EDITORIAL – Moon landing comes at unjustifiable price
September 19, 2005
NASA has a new spacecraft. It’s bigger, stronger and safer than its aging predecessors, and… NASA has a new spacecraft. It’s bigger, stronger and safer than its aging predecessors, and it could get astronauts back to the moon by 2018.
The cost? A paltry $104 billion.
It’s a good thing the United States doesn’t have anything else to spend money on, or this might seem like a frivolous expense.
Currently, the United States’ deficit is hovering just below $8 trillion. The fighting in Iraq is not anywhere close to finished, not to mention the war on terror as a whole. Social Security is in shambles. The price of oil is rising while the supply dwindles, or, at best, remains the same.
Public universities are raising tuition every year, making higher education even more unreachable for children from underprivileged areas. There are families across the country that cannot properly feed, clothe and medically care for themselves, let alone even think about sending their children to college.
And then, of course, there’s that city that needs rebuilding down in Louisiana, and the hundreds of thousands of families who are going to need serious financial assistance to get back on their feet.
Now might not be the time to go gallivanting to the moon.
Overall, space exploration is a good thing. It allows us to test out new technologies, many of which have applications in day-to-day life. There are likely many useful things floating around in space, ripe for the discovering. More philosophically, mankind has long been inspired by the thought of going to infinity and beyond. Space exploration is the stuff that legacies are made of, the stuff that people seem to remember and celebrate more than they do a balanced budget or a more efficient welfare system.
The federal government has been spending money like a teenager armed with his first credit card. Perhaps if the current legislation had chosen to handle monetary matters differently, room could be found in the budget for another moon trip. This is sadly not the case.
The National Aeronautics and Space Administration’s new craft could eventually be used in conjunction with the International Space Station and to assist in further exploration of Mars, so it is not necessarily a needless expense. Testing it first on the moon, which no human has set foot on since Apollo 17’s 1972 mission, is probably prudent.
Now, though, is not the time for this test. The moon isn’t going anywhere, and neither is Mars. Yes, President George W. Bush made a commitment to space exploration, but it is not the only one he has made.
Simply put, the government has overextended itself. Bush is not going to be able to keep all of his promises. Now, it’s important that he prioritize and work on keeping those promises that will benefit the greatest good. Conquering the last frontier must sound awfully tempting to our cowboy president, but now is not the time for an extra-terrestrial spending spree.

### Prompt
Condense the paragraph of the moon-landing editorial that begins "Overall, space exploration is a good thing" into a short bulleted list of its main points.

### Entries provided

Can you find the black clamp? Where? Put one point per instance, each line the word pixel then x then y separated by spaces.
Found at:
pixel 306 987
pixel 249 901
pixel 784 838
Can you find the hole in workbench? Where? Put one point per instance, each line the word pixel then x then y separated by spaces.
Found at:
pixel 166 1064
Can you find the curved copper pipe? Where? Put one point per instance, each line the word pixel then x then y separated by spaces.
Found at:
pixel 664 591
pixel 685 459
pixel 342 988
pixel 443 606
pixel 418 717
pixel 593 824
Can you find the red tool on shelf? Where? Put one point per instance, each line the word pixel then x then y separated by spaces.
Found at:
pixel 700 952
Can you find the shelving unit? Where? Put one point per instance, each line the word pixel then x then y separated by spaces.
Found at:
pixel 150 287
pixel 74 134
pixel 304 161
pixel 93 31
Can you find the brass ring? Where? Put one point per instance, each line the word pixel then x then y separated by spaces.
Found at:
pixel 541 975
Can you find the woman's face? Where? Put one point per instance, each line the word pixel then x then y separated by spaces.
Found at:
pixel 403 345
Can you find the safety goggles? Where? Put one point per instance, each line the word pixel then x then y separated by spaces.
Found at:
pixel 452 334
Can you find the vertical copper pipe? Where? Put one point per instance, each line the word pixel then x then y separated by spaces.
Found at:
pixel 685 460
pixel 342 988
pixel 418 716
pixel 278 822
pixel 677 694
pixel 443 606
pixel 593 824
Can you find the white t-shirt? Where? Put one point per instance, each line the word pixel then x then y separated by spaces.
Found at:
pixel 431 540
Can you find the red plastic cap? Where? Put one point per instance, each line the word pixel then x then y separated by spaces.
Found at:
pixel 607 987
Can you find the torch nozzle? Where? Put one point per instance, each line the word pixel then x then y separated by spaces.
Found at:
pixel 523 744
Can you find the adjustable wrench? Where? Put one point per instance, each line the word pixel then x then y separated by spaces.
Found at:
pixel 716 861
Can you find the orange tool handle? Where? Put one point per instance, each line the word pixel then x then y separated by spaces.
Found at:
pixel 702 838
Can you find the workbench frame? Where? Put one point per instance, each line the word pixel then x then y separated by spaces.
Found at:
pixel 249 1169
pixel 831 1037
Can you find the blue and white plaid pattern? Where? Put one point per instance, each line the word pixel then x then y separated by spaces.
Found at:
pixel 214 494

### Reply to the exercise
- Space exploration is good overall.
- It lets us test new technologies, many of which have everyday uses.
- Space likely holds many useful things still waiting to be discovered.
- People have long been inspired by the idea of going to infinity and beyond.
- It creates legacies that people remember and celebrate more than a balanced budget or a more efficient welfare system.